§ TUGAS YANG DIKERJAKAN
(1) Salin ulang bagian teks tentang kebebasan beragama mulai dari "KEBEBASAN BERAGAMA DALAM" sampai dengan "pula yang kafir.".
(2) Terjemahkan kalimat berikut dari teks tentang kebebasan beragama ke dalam bahasa Inggris: "Seseorang dipersilakan menjadi seorang Muslim yang bersyukur, tunduk dan patuh akan ketentuan Allah SWT atau menjadi seorang yang kufur, menolak dan menentang ajaran-Nya."

§ KUTIPAN TEKS
KEBEBASAN BERAGAMA DALAM PERSPEKTIF ISLAM
Salah satu prinsip utama dan fundamental dalam
ajaran Islam adalah memberikan kebebasan seluas-luasnya kepada setiap umat
manusia untuk memilih atau menolak suatu agama tertentu, berdasarkan
keyakinannya. Seseorang dipersilakan menjadi seorang Muslim yang bersyukur,
tunduk dan patuh akan ketentuan Allah SWT atau menjadi seorang yang kufur,
menolak dan menentang ajaran-Nya. Hal ini sebagaimana secara tegas
dinyatakan dalam QS al-Insân [76]: 3
إِنَّا هَدَيْنَاهُ السَّبِيلَ إِمَّا
شَاكِرًا وَإِمَّا كَفُورًا
Sesungguhnya Kami telah menunjukinya jalan
yang lurus, ada yang bersyukur, ada pula yang kafir.
Bahkan ketika Rasulullah SAW
memiliki keinginan kuat agar setiap orang beriman kepada Allah SWT, menjadi
Muslim yang baik, dan bila perlu dengan pemaksaan dan tekanan, maka Allah SWT
langsung mengingatkannya, dengan firman-Nya dalam QS Yûnus [10]: 99-100,
وَلَوْ شَاءَ رَبُّكَ لآمَنَ مَنْ فِي
الأرْضِ كُلُّهُمْ جَمِيعًا أَفَأَنْتَ تُكْرِهُ النَّاسَ حَتَّى يَكُونُوا
مُؤْمِنِينَ(99) وَمَا كَانَ لِنَفْسٍ
أَنْ تُؤْمِنَ إِلا بِإِذْنِ اللَّهِ وَيَجْعلُ الرِّجْسَ عَلَى الَّذِينَ لا
يَعْقِلُونَ(100)
“Dan Jikalau Tuhanmu
menghendaki, tentulah beriman semua orang yang di muka bumi seluruhnya. Maka
apakah kamu (hendak) memaksa manusia supaya mereka menjadi orang-orang yang
beriman semuanya? Dan tidak ada seorang pun akan beriman kecuali dengan izin
Allah; dan Allah menimpakan kemurkaan kepada orang-orang yang tidak
mempergunakan akalnya.”

§ DATA YANG DIBERIKAN

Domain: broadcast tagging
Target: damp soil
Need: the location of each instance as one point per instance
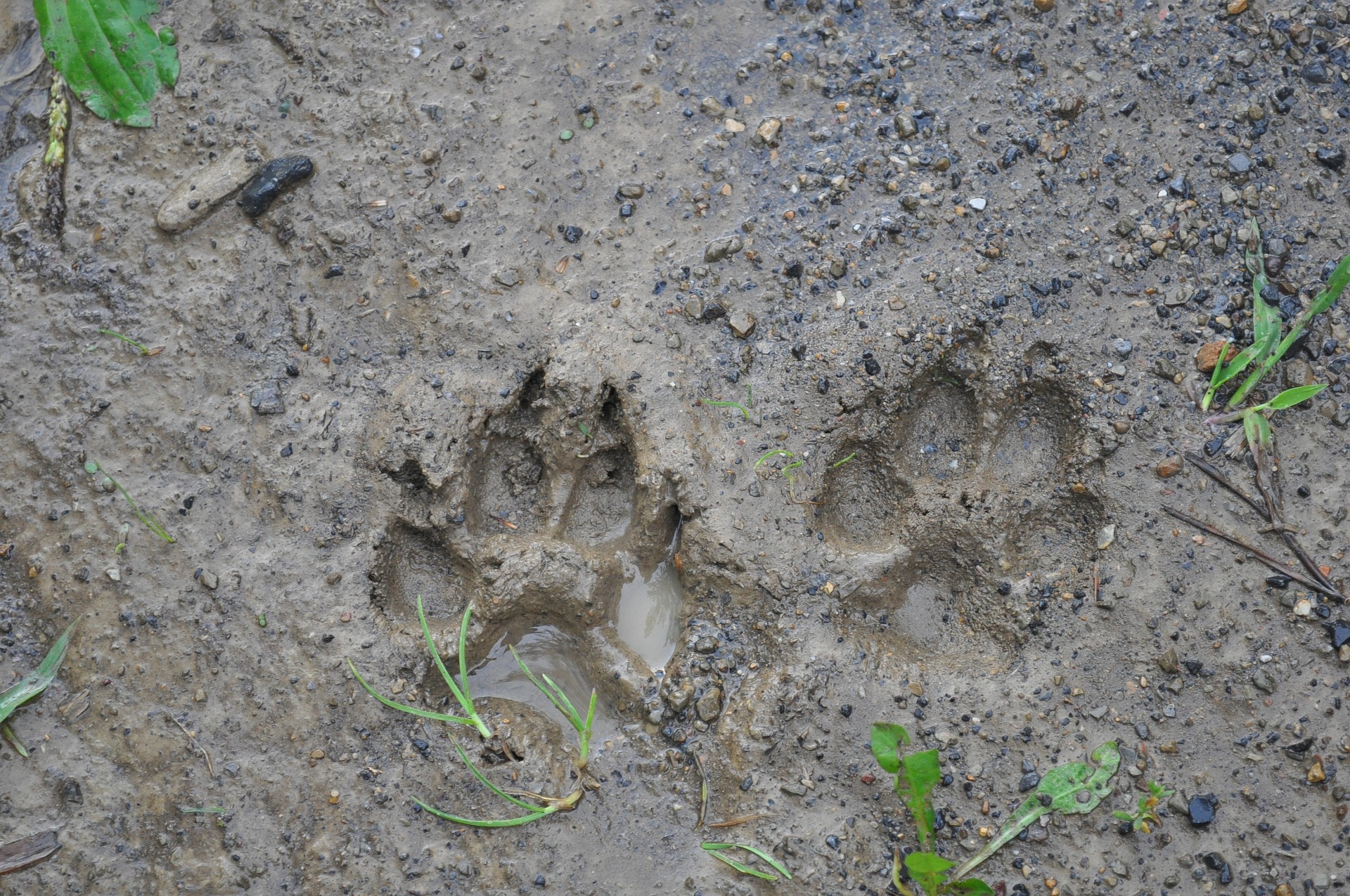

§ JAWABAN PER TUGAS
(1)
KEBEBASAN BERAGAMA DALAM PERSPEKTIF ISLAM
Salah satu prinsip utama dan fundamental dalam
ajaran Islam adalah memberikan kebebasan seluas-luasnya kepada setiap umat
manusia untuk memilih atau menolak suatu agama tertentu, berdasarkan
keyakinannya. Seseorang dipersilakan menjadi seorang Muslim yang bersyukur,
tunduk dan patuh akan ketentuan Allah SWT atau menjadi seorang yang kufur,
menolak dan menentang ajaran-Nya. Hal ini sebagaimana secara tegas
dinyatakan dalam QS al-Insân [76]: 3
إِنَّا هَدَيْنَاهُ السَّبِيلَ إِمَّا
شَاكِرًا وَإِمَّا كَفُورًا
Sesungguhnya Kami telah menunjukinya jalan
yang lurus, ada yang bersyukur, ada pula yang kafir.

(2) A person is free to become a grateful Muslim who submits to and obeys the decrees of Allah SWT, or to become one who disbelieves, rejecting and opposing His teachings.